● **DOCUMENT EXTRACT**:
## START
Accordingly, Lopez does not apply.
¶ 48 The defendant further argues that the circuit court’s written detention order failed to
properly explain its findings regarding why she posed a real and present threat to the safety of the
community and why less restrictive conditions would not mitigate that threat. Specifically, she
asserts that the detention order speaks in generalities when describing her dangerousness and the
inadequacy of electronic monitoring and GPS in mitigating that threat. We disagree.
¶ 49 Pursuant to section 110-6.1(h)(1) of the Act, the circuit court must “make a written finding
summarizing the court’s reasoning for concluding that the defendant should be denied pretrial
release[.]” 725 ILCS 5/110-6.1(h)(1) (West 2022). In evaluating the sufficiency of a written
detention order, the circuit court’s written findings may be read in conjunction with its oral
pronouncement, so long as the oral ruling is specific and thorough. See People v. Vance, 2024 IL
App (1st) 232503, ¶ 28-32. “Decisions regarding release, conditions of release, and detention prior
to trial must be individualized, and no single factor or standard may be used exclusively to order
detention.” (Emphasis added.) 725 ILCS 5/110-6.1(f)(7) (West 2022).
## END
[Named-object pointing rows]
## START
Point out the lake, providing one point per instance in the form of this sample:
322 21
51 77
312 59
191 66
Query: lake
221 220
## END
● **REQUIREMENT 1**: Reproduce the court opinion excerpt, starting at "Accordingly, Lopez does" and ending at "threat. We disagree.".
● **REQUIREMENT 2**: Summarize the court opinion excerpt in two sentences.
The rows are separate material, distinct from the court opinion excerpt.

● **TASK RESULT 1**:
Accordingly, Lopez does not apply.
¶ 48 The defendant further argues that the circuit court’s written detention order failed to
properly explain its findings regarding why she posed a real and present threat to the safety of the
community and why less restrictive conditions would not mitigate that threat. Specifically, she
asserts that the detention order speaks in generalities when describing her dangerousness and the
inadequacy of electronic monitoring and GPS in mitigating that threat. We disagree.

● **TASK RESULT 2**: The defendant argues that the circuit court's written detention order failed to properly explain why she posed a real and present threat to community safety and why less restrictive conditions, such as electronic monitoring and GPS, would not mitigate that threat, but the court disagrees. Under section 110-6.1(h)(1) of the Act, the circuit court must make a written finding summarizing its reasoning for denying pretrial release, and those written findings may be read together with a specific and thorough oral pronouncement, while detention decisions must be individualized.